- STORED ROWS:

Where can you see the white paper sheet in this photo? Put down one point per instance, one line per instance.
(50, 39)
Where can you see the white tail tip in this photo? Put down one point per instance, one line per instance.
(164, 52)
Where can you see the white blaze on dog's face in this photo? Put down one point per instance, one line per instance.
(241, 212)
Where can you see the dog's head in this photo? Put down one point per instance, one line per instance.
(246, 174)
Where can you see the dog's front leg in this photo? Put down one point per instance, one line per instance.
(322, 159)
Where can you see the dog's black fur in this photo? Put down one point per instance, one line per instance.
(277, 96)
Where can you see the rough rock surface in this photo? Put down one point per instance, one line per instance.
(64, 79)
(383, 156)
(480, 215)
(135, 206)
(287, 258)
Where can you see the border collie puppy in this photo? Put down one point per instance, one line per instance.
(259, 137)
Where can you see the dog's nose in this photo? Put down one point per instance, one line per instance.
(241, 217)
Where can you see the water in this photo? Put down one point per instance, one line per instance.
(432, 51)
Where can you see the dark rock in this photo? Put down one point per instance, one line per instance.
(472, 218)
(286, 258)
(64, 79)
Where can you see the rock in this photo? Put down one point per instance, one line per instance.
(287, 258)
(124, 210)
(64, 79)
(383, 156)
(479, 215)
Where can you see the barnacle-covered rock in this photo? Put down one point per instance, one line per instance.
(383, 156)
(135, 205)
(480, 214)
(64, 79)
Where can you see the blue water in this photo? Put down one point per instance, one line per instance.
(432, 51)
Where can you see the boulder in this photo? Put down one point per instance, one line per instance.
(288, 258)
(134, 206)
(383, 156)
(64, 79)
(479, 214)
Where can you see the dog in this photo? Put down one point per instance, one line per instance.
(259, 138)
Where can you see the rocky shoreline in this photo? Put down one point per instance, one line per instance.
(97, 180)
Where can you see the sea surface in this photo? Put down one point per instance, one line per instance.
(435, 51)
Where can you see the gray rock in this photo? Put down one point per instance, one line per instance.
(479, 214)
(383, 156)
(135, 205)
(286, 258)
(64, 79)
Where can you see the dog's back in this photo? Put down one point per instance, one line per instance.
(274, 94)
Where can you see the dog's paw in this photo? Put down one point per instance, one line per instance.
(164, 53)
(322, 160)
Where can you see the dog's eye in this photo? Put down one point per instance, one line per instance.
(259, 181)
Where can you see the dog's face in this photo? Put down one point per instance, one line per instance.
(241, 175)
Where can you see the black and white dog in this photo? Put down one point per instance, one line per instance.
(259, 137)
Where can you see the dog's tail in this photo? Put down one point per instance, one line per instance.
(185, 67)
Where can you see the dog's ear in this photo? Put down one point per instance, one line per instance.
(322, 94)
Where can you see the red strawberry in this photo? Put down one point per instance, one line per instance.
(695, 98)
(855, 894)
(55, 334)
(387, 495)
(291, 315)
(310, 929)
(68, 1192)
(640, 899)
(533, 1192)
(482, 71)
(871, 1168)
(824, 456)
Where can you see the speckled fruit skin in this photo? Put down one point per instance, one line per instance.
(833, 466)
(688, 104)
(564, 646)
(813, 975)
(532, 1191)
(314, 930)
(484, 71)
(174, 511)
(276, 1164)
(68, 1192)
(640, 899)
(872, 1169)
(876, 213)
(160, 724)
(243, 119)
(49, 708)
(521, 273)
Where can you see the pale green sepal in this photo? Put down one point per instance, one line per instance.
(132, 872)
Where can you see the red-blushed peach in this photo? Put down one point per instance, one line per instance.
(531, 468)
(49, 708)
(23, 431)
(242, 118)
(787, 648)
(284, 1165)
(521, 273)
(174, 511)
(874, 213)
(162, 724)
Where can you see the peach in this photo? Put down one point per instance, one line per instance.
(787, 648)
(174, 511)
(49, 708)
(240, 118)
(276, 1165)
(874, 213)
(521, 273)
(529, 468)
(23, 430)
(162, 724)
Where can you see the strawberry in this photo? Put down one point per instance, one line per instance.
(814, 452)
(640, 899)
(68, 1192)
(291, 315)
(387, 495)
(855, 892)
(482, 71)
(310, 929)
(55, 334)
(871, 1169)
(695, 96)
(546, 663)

- TASK DESCRIPTION:
Edit all of the items above so that "Put down" reads "Mark" each time it appears, and leave every other word and line unchanged.

- SOLUTION TO THE PROBLEM:
Where can you see the white paper sheet in this photo? Mark one point per instance, one line per instance.
(50, 39)
Where can you see the white tail tip in this photo? Mark one point per instance, one line per instance.
(164, 52)
Where can you see the white blaze on dog's face in this photo? Mark one point per instance, one line per instance.
(241, 212)
Where can you see the dog's head in this photo? Mark one point per instance, one line per instance.
(246, 174)
Where can you see the dog's front leg in this photo? Mark one point per instance, one line per instance.
(322, 159)
Where can you see the dog's black fur in this photo? Mark one point per instance, one line per instance.
(277, 96)
Where can you see the rough rock surface in this photo? Mark one point per instance, one line per instance.
(64, 79)
(383, 156)
(480, 215)
(135, 206)
(287, 258)
Where can you see the border collie puppy in this photo? Mark one point per instance, one line per instance.
(259, 137)
Where can you see the dog's nose in this photo? Mark one point per instance, one line per instance.
(241, 217)
Where can you see the water in this photo? Mark one point per instance, one line per instance.
(432, 51)
Where can you see the dark rock in this photo? Mark one point per instance, one line per instance.
(472, 218)
(286, 258)
(64, 79)
Where can you see the rock in this photo? Mark one point per instance, one line per instance.
(287, 258)
(124, 210)
(64, 79)
(383, 156)
(479, 215)
Where can you see the barnacle-covered rock in this photo? Mark one point per instance, one line per instance.
(383, 156)
(135, 205)
(480, 214)
(64, 79)
Where can you see the blue water in this photo? Mark one point per instance, one line per instance.
(432, 51)
Where can you see the boulder in this photo? Mark one point per instance, one line per instance.
(288, 258)
(134, 206)
(383, 156)
(64, 79)
(479, 214)
Where can you see the dog in this photo? Mark one point per instance, one line per instance.
(259, 138)
Where can you see the rocky shoreline in this photo? Mark one point per instance, one line per instance.
(97, 180)
Where can you see the sea surface in this photo? Mark one point per instance, one line per instance.
(435, 51)
Where can you see the gray rock in this photo? Mark one point per instance, one line per instance.
(479, 214)
(383, 156)
(135, 205)
(286, 258)
(64, 79)
Where can you see the dog's back in this photo? Mark one point per instance, one line per instance.
(274, 94)
Where can you see the dog's paw in this photo? Mark one point per instance, one line per instance.
(164, 53)
(322, 160)
Where can you see the dog's eye in this photo? Mark one point per instance, one line per instance.
(259, 181)
Where can you see the dog's face in this photo? Mark one point per instance, one line per instance.
(241, 175)
Where can you see the black and white dog in this photo? Mark one point per instance, one line per instance.
(259, 137)
Where can you see the dog's tail in this photo? Mark one point per instance, one line per instance.
(185, 67)
Where can you see the dog's ear in this photo? Mark one point per instance, one line per instance.
(322, 94)
Where can you see the red strawberry in this photo? Mark one point per instance, one line per instance.
(695, 98)
(855, 894)
(55, 334)
(387, 495)
(291, 315)
(310, 929)
(68, 1192)
(640, 899)
(533, 1192)
(482, 71)
(871, 1168)
(824, 456)
Where can you see the speckled fruit skin in this photo? Mark one point per instance, one line per instance.
(833, 466)
(688, 104)
(564, 646)
(813, 975)
(532, 1191)
(314, 930)
(484, 71)
(174, 511)
(276, 1164)
(68, 1192)
(640, 899)
(872, 1169)
(876, 213)
(160, 724)
(243, 119)
(49, 708)
(521, 273)
Where can you see the pale green sepal in this photo? Mark one point per instance, one line per instance.
(132, 872)
Where can you see the red-blushed peach in this photo? Mark one point per instance, one line per instance.
(531, 468)
(49, 708)
(23, 431)
(242, 118)
(787, 648)
(284, 1165)
(521, 273)
(174, 511)
(874, 213)
(162, 724)
Where can you see the peach in this photo? Mark one point per instance, one line per instance.
(787, 648)
(174, 511)
(49, 708)
(240, 118)
(276, 1165)
(874, 213)
(521, 273)
(529, 468)
(23, 430)
(162, 724)
Where can you see the strawberry in this photo? Mark one point per instance, one line per instance.
(814, 452)
(640, 899)
(68, 1192)
(291, 315)
(387, 495)
(855, 892)
(482, 71)
(310, 929)
(55, 334)
(871, 1169)
(695, 96)
(546, 663)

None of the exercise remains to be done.